_AIM OF THE EXERCISE_
Starting at the first line of the records and ending with the line that contains "target: concrete floor", write those lines out again, replacing "concrete" with "cement" and leaving everything else as it is.

-------- INPUT ROWS --------

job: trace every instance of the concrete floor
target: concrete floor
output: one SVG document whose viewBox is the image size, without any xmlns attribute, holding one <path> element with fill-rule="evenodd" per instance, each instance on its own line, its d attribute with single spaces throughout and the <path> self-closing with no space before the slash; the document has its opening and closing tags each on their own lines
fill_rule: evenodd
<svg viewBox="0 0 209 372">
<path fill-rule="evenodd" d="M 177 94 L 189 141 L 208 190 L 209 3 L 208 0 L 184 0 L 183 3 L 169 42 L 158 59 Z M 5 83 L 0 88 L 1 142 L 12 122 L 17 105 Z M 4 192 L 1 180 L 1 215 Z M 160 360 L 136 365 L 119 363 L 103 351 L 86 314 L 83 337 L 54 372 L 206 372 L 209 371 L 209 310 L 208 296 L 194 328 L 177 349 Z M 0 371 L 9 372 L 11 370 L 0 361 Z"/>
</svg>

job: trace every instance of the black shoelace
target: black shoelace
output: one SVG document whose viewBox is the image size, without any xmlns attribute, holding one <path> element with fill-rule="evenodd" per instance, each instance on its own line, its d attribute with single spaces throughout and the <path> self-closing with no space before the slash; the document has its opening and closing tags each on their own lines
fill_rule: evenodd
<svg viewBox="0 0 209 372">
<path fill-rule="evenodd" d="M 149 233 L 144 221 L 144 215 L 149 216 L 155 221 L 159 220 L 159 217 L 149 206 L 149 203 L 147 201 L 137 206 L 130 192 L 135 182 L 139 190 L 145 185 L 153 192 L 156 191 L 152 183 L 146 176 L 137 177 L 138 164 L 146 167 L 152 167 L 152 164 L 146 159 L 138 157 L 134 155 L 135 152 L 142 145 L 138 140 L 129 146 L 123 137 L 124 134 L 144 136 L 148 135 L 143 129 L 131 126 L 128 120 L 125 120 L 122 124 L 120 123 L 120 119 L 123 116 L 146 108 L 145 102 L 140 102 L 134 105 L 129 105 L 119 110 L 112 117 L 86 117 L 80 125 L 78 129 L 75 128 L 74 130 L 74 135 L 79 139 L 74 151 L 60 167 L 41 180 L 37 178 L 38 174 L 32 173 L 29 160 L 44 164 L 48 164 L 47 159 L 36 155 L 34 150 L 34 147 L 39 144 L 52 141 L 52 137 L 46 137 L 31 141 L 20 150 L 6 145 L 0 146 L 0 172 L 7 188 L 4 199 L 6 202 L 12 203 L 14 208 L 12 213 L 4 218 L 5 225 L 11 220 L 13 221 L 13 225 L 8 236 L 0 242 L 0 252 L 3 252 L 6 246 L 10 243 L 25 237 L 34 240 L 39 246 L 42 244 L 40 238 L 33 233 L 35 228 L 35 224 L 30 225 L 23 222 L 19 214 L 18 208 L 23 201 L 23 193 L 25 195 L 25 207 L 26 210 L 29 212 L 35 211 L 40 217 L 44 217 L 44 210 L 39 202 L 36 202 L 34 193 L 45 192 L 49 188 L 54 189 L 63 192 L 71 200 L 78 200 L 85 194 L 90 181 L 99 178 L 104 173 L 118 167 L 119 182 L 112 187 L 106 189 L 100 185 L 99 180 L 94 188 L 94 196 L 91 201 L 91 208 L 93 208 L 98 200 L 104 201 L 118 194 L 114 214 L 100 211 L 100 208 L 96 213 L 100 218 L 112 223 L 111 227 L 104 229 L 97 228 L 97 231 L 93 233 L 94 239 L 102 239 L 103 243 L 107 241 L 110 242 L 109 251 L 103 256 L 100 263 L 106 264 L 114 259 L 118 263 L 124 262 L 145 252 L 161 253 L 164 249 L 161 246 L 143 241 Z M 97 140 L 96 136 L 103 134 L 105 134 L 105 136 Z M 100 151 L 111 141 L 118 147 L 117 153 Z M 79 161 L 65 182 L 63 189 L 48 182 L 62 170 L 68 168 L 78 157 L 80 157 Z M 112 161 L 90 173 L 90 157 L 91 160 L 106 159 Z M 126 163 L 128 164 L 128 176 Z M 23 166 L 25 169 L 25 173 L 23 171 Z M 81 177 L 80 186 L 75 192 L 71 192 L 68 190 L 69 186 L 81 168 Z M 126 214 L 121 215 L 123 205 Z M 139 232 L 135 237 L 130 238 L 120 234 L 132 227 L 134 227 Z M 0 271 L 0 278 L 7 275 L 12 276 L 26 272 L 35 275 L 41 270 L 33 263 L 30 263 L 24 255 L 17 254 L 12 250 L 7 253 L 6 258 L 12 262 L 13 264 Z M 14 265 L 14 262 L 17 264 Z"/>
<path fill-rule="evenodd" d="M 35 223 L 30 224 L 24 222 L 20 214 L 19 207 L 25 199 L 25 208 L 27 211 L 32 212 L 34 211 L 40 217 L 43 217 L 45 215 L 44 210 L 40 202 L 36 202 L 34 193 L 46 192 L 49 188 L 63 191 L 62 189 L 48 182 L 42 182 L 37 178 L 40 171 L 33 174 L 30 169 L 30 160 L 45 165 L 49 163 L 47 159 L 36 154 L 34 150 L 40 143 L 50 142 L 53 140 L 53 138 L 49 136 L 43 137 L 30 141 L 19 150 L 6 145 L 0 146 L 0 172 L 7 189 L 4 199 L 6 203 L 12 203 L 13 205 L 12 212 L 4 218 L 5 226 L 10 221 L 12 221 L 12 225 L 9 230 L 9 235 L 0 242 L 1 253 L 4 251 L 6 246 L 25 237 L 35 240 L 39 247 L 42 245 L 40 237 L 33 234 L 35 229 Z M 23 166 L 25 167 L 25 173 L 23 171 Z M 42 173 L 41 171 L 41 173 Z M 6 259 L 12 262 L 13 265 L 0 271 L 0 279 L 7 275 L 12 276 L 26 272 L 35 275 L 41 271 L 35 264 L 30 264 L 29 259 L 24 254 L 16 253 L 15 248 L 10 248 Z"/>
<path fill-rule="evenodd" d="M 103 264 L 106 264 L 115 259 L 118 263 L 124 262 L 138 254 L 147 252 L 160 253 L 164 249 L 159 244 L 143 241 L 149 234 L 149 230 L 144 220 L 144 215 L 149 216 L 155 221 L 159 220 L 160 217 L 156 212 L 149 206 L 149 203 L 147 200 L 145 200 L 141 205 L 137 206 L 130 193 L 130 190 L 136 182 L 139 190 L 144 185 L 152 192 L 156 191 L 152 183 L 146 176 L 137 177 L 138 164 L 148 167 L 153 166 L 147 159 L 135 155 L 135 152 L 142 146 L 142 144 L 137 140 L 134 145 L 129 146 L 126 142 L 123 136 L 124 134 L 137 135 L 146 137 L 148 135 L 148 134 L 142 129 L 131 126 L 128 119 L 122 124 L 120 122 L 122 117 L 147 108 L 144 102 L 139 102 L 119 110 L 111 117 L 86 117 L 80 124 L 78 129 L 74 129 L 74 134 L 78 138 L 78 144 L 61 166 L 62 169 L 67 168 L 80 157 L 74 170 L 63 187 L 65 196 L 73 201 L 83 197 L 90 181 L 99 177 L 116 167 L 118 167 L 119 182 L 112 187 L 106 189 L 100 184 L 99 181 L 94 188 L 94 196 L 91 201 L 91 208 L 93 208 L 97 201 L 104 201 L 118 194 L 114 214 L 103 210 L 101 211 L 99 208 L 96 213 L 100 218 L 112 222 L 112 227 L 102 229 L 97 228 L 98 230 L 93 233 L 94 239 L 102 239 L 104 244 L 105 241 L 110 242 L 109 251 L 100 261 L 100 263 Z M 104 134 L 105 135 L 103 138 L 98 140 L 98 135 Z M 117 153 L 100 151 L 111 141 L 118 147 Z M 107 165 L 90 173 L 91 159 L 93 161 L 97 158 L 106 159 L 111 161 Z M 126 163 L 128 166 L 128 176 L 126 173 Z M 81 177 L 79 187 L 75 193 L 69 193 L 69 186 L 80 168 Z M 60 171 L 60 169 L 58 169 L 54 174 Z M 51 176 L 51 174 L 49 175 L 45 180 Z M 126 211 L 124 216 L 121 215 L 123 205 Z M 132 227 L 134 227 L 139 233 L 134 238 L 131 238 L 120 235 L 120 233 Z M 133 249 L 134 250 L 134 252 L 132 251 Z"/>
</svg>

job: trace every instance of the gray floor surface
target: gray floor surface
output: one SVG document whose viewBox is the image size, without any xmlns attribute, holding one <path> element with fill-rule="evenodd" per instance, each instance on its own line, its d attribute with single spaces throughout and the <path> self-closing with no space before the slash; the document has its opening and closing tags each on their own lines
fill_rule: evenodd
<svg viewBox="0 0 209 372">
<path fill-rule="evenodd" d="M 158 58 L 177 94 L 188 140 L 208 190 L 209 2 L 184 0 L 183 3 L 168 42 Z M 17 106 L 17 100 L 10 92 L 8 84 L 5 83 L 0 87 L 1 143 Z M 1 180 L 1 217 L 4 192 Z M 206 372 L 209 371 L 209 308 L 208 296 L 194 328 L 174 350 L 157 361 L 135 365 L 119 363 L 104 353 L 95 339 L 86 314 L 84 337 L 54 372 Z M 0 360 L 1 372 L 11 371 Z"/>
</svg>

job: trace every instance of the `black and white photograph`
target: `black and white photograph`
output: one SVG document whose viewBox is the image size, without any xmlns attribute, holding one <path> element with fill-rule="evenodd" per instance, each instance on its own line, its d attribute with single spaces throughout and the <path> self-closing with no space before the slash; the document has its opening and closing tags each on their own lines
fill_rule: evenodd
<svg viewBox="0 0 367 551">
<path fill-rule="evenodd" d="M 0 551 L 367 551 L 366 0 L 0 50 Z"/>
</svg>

--------

_REPLY_
job: trace every instance of the cement floor
target: cement floor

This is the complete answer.